start TASK INPUT

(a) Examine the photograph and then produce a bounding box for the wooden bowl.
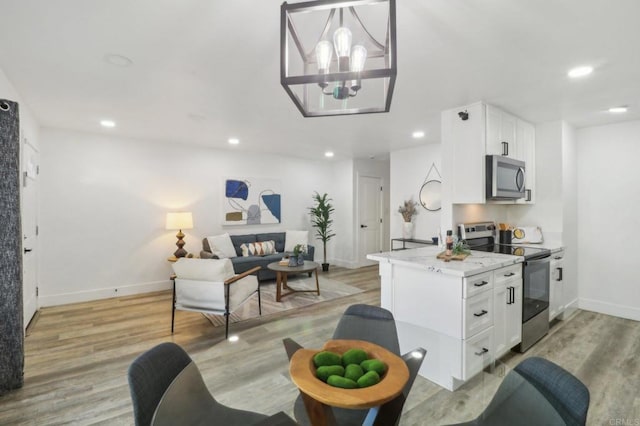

end TASK INPUT
start TASK INPUT

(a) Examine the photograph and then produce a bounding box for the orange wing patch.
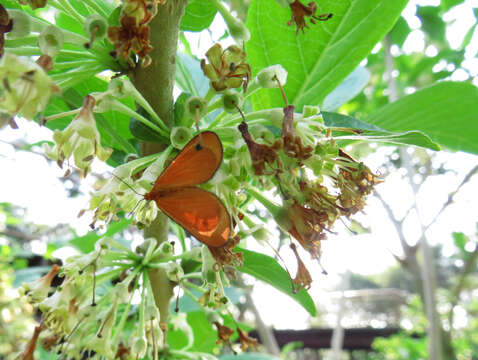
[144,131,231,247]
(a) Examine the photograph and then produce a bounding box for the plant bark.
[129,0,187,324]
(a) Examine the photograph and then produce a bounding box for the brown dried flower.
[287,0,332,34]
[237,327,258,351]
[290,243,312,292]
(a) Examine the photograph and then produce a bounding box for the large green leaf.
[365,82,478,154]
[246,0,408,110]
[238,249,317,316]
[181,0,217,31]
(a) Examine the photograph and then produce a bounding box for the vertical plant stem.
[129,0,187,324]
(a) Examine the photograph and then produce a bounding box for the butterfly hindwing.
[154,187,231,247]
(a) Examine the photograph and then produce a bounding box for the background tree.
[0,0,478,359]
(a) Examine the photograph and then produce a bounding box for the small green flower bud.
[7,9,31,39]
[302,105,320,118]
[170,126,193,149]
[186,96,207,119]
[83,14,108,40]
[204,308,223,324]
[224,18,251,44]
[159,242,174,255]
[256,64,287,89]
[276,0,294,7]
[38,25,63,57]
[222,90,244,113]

end TASK INPUT
start TASK INPUT

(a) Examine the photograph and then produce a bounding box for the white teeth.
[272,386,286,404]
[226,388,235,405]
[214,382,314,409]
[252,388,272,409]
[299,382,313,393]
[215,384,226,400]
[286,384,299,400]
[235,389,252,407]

end TASK INPUT

SHORT PROBLEM →
Please convert the records between the lines holding "vertical plant stem." and "[222,90,244,113]", inclusive, into a two-column CSV with the columns "prompt" and "boxes". Give one row per request, with its text and its answer each in a single quoted field and any line breaks replaced by spaces.

SOLUTION FOR THIS TASK →
prompt,boxes
"(a) Examine the photograph and then produce a bounding box for the vertical plant stem.","[129,0,187,324]"
"(a) Examine the photograph and then produce a bounding box for the butterfly hindwing.","[154,187,231,247]"
"(a) Examine the photograph and then produce a bounding box for the background tree.","[0,0,478,359]"
"(a) Examine the photograph and then produce a bounding box for the small green flower bud.","[7,9,31,39] [302,105,320,118] [170,126,193,149] [186,96,207,119] [83,14,108,40] [204,308,223,324] [224,18,251,44] [159,242,174,255] [256,64,287,89] [276,0,294,7] [38,25,63,57] [222,90,244,113]"